Text segment =>

++++++++++

Eliminate the Promtheus operator dependency of the "arbitraryFSAccessThroughSMs"
bysnupy opened this issue · 4 comments
Describe the bug
Use the service serving CA in generated service serving secret instead of the CA cert on the Prometheus Operator local container filesystem.
- Description on issues:
Currently, Cluster Logging Operator assumes only running with Prometheus Operator in "openshift-monitoring", not "openshift-user-workload-monitoring" one.
However Cluster Logging Operator(EFK) is a user worload treatment on ROSA, and also not providingopenshift.io/cluster-monitoring: "true"
label in "openshift-logging".
The user workload Prometheues Operator in "openshift-user-workload-monitoring" does not allow to access the prometheus local FS,
as a result "fluentd" ServiceMonitor with "/etc/prometheus/configmaps/serving-certs-ca-bundle/service-ca.crt" always is failed to access.\
// cluster monitoring prometheus allow to access own local fs.
$ oc get prometheus k8s -o yaml -n openshift-monitoring
:
arbitraryFSAccessThroughSMs: {}
// In contrast, user workload monitoring prometheus does not allow to access own local fs.
$ oc get prometheus user-workload -o yaml -n openshift-user-workload-monitoring
:
arbitraryFSAccessThroughSMs:
deny: true
It causes incorrect alert notification as follows,
https://issues.redhat.com/browse/LOG-1561
And service serving cert is consist of CA and server cert together basically[0],
I think we can get the same CA from generated service serving cert secret, "/etc/prometheus/configmaps/serving-certs-ca-bundle/service-ca.crt" is duplicated with that.
Additionally getting CA cert from local fs is not secure than extracting the CA cert through secret and it depends on external prometheus CA cert too.
As a result, the following config would work well to communicate with any prometheus operator.

++++++++++

[Excerpts from a point labeling dataset]
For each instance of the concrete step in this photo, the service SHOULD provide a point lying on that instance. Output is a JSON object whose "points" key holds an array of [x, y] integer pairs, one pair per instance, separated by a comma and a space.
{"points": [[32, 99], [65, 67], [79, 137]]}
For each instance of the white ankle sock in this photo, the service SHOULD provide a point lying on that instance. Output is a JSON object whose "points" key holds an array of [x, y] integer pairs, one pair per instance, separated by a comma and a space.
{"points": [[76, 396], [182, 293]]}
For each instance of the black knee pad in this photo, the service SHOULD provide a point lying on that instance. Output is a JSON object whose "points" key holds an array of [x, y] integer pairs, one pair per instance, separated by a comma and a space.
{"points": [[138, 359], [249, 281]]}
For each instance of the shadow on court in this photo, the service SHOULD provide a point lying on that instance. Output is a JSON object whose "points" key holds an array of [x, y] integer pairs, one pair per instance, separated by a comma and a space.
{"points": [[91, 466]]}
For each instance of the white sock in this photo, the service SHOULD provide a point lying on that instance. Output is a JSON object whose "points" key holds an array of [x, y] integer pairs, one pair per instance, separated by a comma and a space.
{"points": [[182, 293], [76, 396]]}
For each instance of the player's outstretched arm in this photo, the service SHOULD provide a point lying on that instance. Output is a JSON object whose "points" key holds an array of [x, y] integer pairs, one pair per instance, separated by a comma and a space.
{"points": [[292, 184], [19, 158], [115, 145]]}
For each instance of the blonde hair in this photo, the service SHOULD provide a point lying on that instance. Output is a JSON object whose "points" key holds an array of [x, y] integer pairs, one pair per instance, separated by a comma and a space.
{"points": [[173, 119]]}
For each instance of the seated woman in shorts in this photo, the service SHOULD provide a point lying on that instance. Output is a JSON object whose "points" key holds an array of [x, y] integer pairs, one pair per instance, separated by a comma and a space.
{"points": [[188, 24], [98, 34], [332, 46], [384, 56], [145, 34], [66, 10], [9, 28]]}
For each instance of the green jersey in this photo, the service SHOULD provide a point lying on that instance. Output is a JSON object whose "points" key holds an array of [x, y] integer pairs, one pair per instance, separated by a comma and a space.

++++++++++

Short task => Transcribe the GitHub issue word for word, everything from "However Cluster Logging" down to "not allow to access own local fs.".

Reply =>
However Cluster Logging Operator(EFK) is a user worload treatment on ROSA, and also not providingopenshift.io/cluster-monitoring: "true"
label in "openshift-logging".
The user workload Prometheues Operator in "openshift-user-workload-monitoring" does not allow to access the prometheus local FS,
as a result "fluentd" ServiceMonitor with "/etc/prometheus/configmaps/serving-certs-ca-bundle/service-ca.crt" always is failed to access.\
// cluster monitoring prometheus allow to access own local fs.
$ oc get prometheus k8s -o yaml -n openshift-monitoring
:
arbitraryFSAccessThroughSMs: {}
// In contrast, user workload monitoring prometheus does not allow to access own local fs.